## Problem set
a - Copy the post on vote kicking verbatim, from "Notice the most" up to and including "was in 2004.".
b - According to the post on vote kicking, what does the Social Contract restate?
c - Condense the paragraph of the post on vote kicking that begins "The funniest part is" into a single shorter sentence that keeps its main facts.
**** Supplied text
The entire campaign about “vote kick is abuse” comes down to this. There are people who are upset about, and misunderstand, the Social Contract. I suspect at this point it is purposeful. As in, if they can get in trouble in-game for using profanity and insults, then they want to take it to the extreme and pretend that nobody can ever have a bad day in game - therefore kicking is “abuse”. They pretend that Blizzard is somehow violating their own rules by allowing players to remove a person from a group. Highly false, but that is the argument that they are pushing.
Notice the most vocal are NOT INTERESTED in talking about actual reductions in the duration of the debuff, or making sure the cooldown timer on kicking works. They don’t want solutions. They want to focus on the whole kick being “toxic” as a concept.
The funniest part is that the Social Contract just restates the Code of Conduct we have always had. It was not against the rules to kick 10 years ago, and it is not against the rules now. Nothing that is in the Social Contract is different than it was in 2004.
********
**** Supplied material
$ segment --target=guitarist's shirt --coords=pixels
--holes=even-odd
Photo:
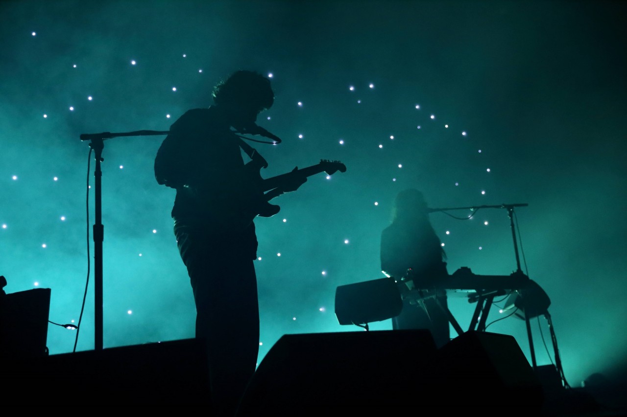
[[[189,110],[172,125],[154,170],[157,183],[176,190],[175,233],[184,227],[216,249],[256,257],[254,216],[246,214],[249,172],[238,137],[214,107]]]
********
## Numbered responses
a -
Notice the most vocal are NOT INTERESTED in talking about actual reductions in the duration of the debuff, or making sure the cooldown timer on kicking works. They don’t want solutions. They want to focus on the whole kick being “toxic” as a concept.
The funniest part is that the Social Contract just restates the Code of Conduct we have always had. It was not against the rules to kick 10 years ago, and it is not against the rules now. Nothing that is in the Social Contract is different than it was in 2004.

b - The Code of Conduct that has always been in place.

c - The Social Contract merely restates the long-standing Code of Conduct: kicking was permitted ten years ago and remains permitted, and nothing in the Social Contract differs from 2004.